THE PROBLEM:
Report every line of the records below that contains the word "fish", reproducing each such line in full.

====== ENTRIES SUPPLIED

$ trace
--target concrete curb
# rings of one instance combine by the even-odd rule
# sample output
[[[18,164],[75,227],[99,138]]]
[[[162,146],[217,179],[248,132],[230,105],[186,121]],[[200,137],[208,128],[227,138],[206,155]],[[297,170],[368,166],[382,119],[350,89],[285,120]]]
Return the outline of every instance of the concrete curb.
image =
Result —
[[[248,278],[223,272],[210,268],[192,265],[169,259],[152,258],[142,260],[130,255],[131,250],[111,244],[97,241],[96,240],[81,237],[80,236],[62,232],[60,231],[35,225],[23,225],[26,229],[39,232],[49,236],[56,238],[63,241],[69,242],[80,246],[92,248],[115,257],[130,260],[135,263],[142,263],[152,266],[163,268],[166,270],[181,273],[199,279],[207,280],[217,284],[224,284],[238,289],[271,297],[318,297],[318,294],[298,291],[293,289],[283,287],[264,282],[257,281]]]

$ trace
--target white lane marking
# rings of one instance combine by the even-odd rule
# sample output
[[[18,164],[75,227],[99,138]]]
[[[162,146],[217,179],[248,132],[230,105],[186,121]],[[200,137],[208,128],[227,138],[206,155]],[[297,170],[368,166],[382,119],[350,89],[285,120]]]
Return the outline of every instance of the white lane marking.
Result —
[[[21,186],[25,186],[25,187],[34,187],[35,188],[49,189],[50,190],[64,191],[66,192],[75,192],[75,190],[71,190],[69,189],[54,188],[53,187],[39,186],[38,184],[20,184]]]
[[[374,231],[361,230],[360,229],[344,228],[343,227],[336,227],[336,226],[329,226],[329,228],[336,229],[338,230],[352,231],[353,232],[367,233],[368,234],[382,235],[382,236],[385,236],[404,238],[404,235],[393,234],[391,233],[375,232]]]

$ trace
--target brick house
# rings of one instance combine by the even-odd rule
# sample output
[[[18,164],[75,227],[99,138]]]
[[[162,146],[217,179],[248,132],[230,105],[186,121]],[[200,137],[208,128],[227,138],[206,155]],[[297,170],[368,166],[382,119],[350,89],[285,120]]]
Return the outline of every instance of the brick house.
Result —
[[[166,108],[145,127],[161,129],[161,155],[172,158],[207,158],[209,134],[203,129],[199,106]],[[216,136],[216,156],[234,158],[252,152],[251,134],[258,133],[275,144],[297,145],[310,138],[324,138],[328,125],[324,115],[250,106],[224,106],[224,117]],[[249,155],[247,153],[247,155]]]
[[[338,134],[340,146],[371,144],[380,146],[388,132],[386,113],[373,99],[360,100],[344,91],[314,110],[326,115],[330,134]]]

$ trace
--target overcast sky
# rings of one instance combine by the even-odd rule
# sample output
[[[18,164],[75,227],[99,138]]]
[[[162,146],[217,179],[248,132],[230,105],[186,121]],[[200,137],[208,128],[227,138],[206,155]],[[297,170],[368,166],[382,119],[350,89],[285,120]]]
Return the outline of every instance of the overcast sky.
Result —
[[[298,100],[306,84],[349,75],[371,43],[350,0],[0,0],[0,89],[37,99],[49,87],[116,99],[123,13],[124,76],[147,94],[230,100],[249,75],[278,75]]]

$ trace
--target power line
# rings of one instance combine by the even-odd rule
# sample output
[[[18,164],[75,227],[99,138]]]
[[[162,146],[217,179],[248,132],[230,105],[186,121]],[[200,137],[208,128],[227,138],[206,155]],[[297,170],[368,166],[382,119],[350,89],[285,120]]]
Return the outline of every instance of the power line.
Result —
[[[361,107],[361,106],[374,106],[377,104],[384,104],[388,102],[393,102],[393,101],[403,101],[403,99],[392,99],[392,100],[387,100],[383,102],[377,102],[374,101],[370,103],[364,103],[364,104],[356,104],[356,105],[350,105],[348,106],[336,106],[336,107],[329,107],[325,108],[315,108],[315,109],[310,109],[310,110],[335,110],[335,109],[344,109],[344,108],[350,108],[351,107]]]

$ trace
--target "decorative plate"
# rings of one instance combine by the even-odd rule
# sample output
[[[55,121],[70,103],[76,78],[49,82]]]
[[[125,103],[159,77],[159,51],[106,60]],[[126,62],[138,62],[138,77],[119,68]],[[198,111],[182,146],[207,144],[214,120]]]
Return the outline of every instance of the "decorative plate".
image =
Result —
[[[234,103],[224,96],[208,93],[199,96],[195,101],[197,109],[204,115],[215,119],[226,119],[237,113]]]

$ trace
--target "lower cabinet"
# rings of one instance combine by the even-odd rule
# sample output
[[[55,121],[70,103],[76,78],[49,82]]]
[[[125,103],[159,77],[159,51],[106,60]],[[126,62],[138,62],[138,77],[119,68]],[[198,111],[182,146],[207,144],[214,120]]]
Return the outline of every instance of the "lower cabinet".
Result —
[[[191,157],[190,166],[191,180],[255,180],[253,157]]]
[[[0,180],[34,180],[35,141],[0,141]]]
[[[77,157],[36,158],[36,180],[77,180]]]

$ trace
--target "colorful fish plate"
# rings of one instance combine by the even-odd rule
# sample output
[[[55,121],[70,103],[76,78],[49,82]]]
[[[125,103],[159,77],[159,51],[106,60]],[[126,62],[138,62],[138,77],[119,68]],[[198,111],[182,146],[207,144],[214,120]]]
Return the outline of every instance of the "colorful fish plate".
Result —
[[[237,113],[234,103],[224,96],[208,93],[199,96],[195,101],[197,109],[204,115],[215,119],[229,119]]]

============

SOLUTION TO THIS PROBLEM:
--target "colorful fish plate"
Return the outline of every instance of the "colorful fish plate".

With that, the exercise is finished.